▶ Data drawn from a collection:
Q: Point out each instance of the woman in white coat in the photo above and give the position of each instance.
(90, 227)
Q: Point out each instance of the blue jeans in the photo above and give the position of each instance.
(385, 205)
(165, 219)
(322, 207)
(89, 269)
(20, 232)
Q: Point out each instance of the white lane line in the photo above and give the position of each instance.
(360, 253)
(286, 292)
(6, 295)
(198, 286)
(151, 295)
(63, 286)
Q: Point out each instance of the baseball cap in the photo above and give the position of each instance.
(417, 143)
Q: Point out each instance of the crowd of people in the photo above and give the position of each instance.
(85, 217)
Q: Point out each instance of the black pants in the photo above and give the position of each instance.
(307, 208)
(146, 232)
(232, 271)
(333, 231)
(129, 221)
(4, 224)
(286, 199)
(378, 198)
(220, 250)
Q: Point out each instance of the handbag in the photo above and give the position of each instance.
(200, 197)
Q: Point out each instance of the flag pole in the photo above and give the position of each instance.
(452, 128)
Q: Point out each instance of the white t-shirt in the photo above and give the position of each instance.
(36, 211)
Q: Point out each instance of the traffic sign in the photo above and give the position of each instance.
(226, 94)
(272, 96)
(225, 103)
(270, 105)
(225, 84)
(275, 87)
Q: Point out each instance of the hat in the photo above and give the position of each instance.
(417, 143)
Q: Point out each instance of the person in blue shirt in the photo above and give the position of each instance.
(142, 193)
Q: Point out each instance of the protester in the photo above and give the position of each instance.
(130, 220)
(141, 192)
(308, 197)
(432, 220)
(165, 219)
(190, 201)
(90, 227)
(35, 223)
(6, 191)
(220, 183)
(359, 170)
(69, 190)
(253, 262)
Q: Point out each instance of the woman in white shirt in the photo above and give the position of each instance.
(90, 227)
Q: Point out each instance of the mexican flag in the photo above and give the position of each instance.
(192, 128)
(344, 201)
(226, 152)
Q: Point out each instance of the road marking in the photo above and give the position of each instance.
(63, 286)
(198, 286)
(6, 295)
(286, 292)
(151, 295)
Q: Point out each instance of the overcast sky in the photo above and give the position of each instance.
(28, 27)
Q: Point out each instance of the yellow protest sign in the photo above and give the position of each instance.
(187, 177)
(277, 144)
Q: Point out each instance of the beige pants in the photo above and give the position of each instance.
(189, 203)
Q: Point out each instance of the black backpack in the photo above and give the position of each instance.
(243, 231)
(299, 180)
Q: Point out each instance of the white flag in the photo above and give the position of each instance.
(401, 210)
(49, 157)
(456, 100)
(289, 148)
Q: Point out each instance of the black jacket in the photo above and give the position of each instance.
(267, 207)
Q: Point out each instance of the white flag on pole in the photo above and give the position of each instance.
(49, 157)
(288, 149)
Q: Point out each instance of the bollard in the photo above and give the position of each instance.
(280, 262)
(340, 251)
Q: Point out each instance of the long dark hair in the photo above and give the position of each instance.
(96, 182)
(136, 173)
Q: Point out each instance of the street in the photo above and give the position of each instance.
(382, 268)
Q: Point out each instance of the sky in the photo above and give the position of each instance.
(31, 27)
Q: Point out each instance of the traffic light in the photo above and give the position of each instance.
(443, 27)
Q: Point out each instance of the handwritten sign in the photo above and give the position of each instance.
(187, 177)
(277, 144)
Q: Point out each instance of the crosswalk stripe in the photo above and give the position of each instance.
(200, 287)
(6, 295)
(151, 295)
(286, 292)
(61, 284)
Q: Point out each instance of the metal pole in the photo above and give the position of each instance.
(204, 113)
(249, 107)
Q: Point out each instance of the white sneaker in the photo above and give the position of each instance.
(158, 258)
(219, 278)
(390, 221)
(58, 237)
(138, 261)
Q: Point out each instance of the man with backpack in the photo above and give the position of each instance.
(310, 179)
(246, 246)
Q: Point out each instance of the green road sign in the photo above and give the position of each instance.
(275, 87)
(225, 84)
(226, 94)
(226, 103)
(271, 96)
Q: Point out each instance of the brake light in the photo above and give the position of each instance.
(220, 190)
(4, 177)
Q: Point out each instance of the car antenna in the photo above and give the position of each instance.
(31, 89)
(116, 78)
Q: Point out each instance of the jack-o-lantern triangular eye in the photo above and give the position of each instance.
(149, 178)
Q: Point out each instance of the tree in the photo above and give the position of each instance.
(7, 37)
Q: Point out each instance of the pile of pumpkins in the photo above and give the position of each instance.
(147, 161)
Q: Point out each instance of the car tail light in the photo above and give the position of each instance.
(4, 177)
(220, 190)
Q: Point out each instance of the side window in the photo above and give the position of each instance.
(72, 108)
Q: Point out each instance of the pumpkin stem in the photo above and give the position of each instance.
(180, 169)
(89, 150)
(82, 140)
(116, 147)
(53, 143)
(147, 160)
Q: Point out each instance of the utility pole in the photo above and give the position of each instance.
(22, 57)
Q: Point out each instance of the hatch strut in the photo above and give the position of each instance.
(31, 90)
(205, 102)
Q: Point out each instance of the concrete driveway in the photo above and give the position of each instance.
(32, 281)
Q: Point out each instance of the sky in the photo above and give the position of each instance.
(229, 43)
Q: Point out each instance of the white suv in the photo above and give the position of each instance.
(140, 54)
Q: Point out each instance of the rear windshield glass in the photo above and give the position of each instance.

▶ STATED GOAL:
Recast the material, starting with the line that contains "Q: Point out each instance of the white sneaker" and running through the final line, as a JSON list of strings with one string per line and blank lines left out.

▶ WRITTEN ANSWER:
[
  "Q: Point out each instance of the white sneaker in the photo above and give the position of each instance.",
  "(158, 258)",
  "(219, 278)",
  "(390, 221)",
  "(58, 237)",
  "(138, 261)",
  "Q: Point out each instance of the man with backpack in the photo above and give the position of each instance.",
  "(310, 179)",
  "(246, 246)",
  "Q: Point out each instance of the green road sign in the photo above and give the position of each instance.",
  "(275, 87)",
  "(225, 84)",
  "(226, 94)",
  "(226, 103)",
  "(271, 96)",
  "Q: Point out each instance of the brake light in the photo above and give the position of each instance.",
  "(220, 190)",
  "(4, 177)",
  "Q: Point out each instance of the car antenna in the photo above and give the position of each instance.",
  "(31, 89)",
  "(116, 78)",
  "Q: Point out each instance of the jack-o-lantern triangular eye in the photo above and give the position of each instance.",
  "(149, 178)",
  "Q: Point out each instance of the tree in the photo above and give the position of each instance.",
  "(7, 37)",
  "Q: Point out each instance of the pile of pumpkins in the photo above and give the position of each instance.",
  "(147, 161)",
  "Q: Point out each instance of the car tail light in the photo above and give the position of each instance.",
  "(4, 177)",
  "(220, 190)",
  "Q: Point out each instance of the side window in the photo above and give the position of each instance.",
  "(72, 108)",
  "Q: Point out each instance of the pumpkin stem in the photo above and give the position of each instance.",
  "(180, 169)",
  "(89, 150)",
  "(82, 140)",
  "(116, 147)",
  "(53, 143)",
  "(147, 160)",
  "Q: Point out each instance of the utility pole in the photo above and give the position of each instance.",
  "(22, 57)",
  "Q: Point out each instance of the hatch strut in the photo above and give the position of each instance.",
  "(31, 90)",
  "(205, 102)",
  "Q: Point out each instance of the concrete driveway in the photo above and give the position of each instance.",
  "(32, 281)",
  "Q: Point out each instance of the sky in the photo above and give the position of each instance.",
  "(229, 43)",
  "Q: Point out each instance of the white suv in the photo above and give the position of each instance.",
  "(140, 54)",
  "Q: Point out each instance of the rear windshield glass in the photo above and give the position of each instance."
]